Source passage =>
>>

So whether Tommy Rees can keep his job after a turnover-plagued sophomore season or Hendrix, Golson or Kiel supplants him, the Irish staff doesn’t expect an answer before training camp opens this fall.
“I don’t have a timetable or a timeline, other than it’s important that all four of them get an opportunity,” Kelly said. “I think it’s important that if they're all going to get an equal opportunity to compete for the position that they all have to start with a very similar knowledge base.”
To understand how much Kelly wants this competition, consider he’s playing away from Rees’ biggest strength of experience. Instead of trying to pick up where the offense left off last season, Kelly plans to start over for the sake of his quarterbacks who haven’t played much if at all.
Kelly used the analogy if Rees was on Page 50 of the playbook and the other quarterbacks were just cracking the cover, that the spring regimen would backtrack to the first chapter. With the offensive staff reshuffled, Kelly expects the quarterbacks to start over too.
“Tommy would be ahead of everybody by the knowledge base, and so we wanted to make sure that everybody, without taking away what Tommy has learned, Tommy has also had an opportunity to develop in the program physically and get stronger and all of those things,” Kelly said. “So we feel like it'll be open and fair competition for all the quarterbacks.
When deciding between Rees and Dayne Crist last season, Kelly said he couldn’t run his system without a mobile quarterback. Considering Rees never ran longer than eight yards on a carry last season, it’s hard to imagine the incumbent suddenly getting the green light to go.

<<

Provided data =>
>>

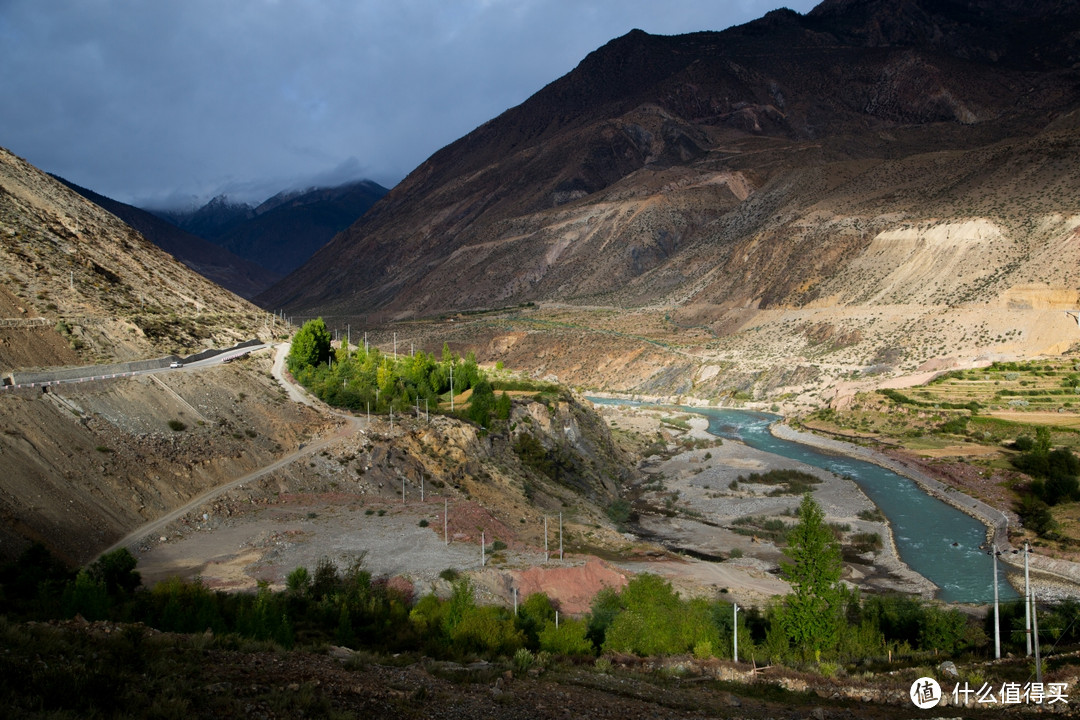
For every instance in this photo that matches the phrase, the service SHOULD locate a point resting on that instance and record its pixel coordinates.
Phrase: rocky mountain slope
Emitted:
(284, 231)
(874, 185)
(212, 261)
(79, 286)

<<
>>

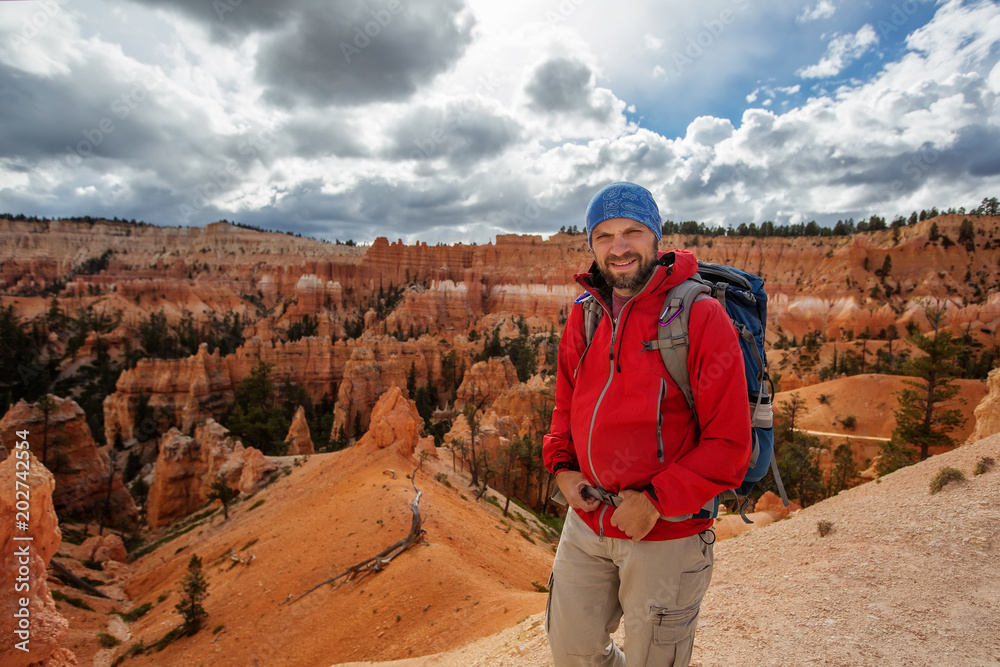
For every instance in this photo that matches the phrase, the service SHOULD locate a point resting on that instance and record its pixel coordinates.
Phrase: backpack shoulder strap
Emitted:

<<

Required actions =>
- A) According to the passage about the quarterback competition, what was the longest run Rees had on a carry last season?
- B) Name every quarterback the passage about the quarterback competition lists as competing for the position this time.

Results of the exercise =>
- A) Eight yards.

- B) Tommy Rees, Hendrix, Golson, Kiel